**EXERCISE DESCRIPTION:** Would you repeat the entries below word for word and omit the pictures?

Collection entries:
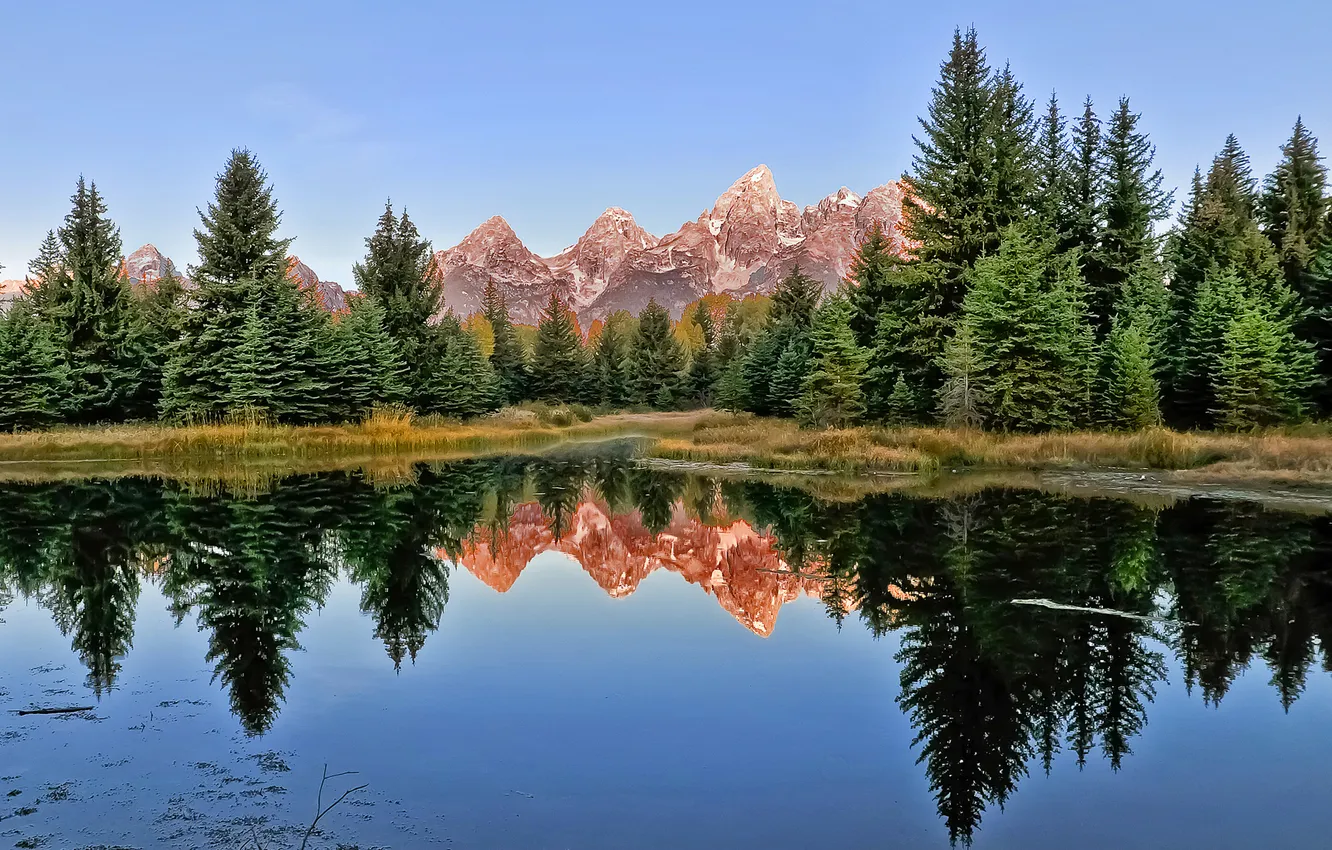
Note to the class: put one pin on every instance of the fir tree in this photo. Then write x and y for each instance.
(47, 285)
(243, 268)
(701, 381)
(93, 324)
(870, 279)
(1083, 188)
(33, 380)
(508, 359)
(609, 372)
(558, 361)
(1052, 169)
(1134, 203)
(1130, 397)
(400, 276)
(1027, 317)
(369, 371)
(1294, 205)
(1256, 383)
(462, 384)
(962, 400)
(831, 391)
(656, 359)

**TASK RESPONSE:**
Note to the class: put one pin on every instance of the fir tree in this photo. Then write x and y for each instance.
(47, 285)
(243, 268)
(701, 381)
(93, 324)
(870, 279)
(1083, 188)
(33, 380)
(508, 359)
(609, 372)
(558, 361)
(1052, 169)
(1134, 203)
(1130, 397)
(400, 276)
(1027, 317)
(369, 371)
(1294, 205)
(1256, 383)
(462, 384)
(962, 400)
(831, 391)
(656, 359)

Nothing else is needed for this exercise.